_WHAT YOU HAVE TO DO_. No line before the one holding "[mark] abbey spire" is to be copied; that line and all after it, through the end of the listing, are returned exactly, minus pictures.

_AVAILABLE DATA_.
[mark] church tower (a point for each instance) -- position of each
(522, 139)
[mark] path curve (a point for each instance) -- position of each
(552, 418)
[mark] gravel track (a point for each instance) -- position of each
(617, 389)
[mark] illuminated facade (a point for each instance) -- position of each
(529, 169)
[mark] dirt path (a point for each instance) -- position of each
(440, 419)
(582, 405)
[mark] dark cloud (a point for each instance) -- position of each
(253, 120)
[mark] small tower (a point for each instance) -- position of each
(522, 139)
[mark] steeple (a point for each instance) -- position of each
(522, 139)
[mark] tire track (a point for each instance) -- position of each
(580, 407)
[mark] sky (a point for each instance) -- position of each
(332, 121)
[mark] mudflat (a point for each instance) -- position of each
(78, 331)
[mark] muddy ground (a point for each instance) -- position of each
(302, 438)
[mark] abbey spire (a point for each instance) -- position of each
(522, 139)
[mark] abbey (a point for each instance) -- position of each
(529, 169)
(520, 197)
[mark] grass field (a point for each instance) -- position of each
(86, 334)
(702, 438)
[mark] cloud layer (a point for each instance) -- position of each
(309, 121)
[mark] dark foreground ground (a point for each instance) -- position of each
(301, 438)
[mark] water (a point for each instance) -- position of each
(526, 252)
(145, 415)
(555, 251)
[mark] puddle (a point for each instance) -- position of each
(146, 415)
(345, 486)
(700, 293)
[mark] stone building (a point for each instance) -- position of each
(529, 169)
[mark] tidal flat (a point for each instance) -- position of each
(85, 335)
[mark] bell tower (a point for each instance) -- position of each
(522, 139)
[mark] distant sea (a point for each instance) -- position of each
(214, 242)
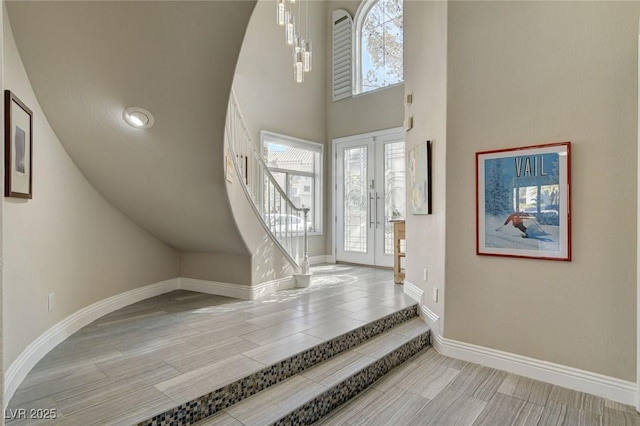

_WRITTEN SOLUTION_.
[mark] abbey spire (a point for each instance) -- position of each
(522, 139)
[mark] abbey (a point for each instance) -- position of each
(529, 169)
(520, 197)
[mark] grass field (a point for each instance) -- position of each
(86, 334)
(702, 438)
[mark] cloud layer (a point for each instance) -- position of each
(309, 121)
[mark] dark foreground ground (a point for each instance) -- position of each
(301, 438)
[mark] water (a point for each instance) -- position of each
(526, 252)
(145, 415)
(555, 251)
[mark] puddle (a point for each instance) -- position of each
(146, 415)
(345, 486)
(700, 293)
[mark] stone building (a point for each instance) -- position of each
(529, 169)
[mark] tidal flat (a point for each instance) -- position of each
(85, 335)
[mark] bell tower (a point for each instance) -- position of each
(522, 139)
[mark] distant sea (a point for each instance) -- position of each
(214, 242)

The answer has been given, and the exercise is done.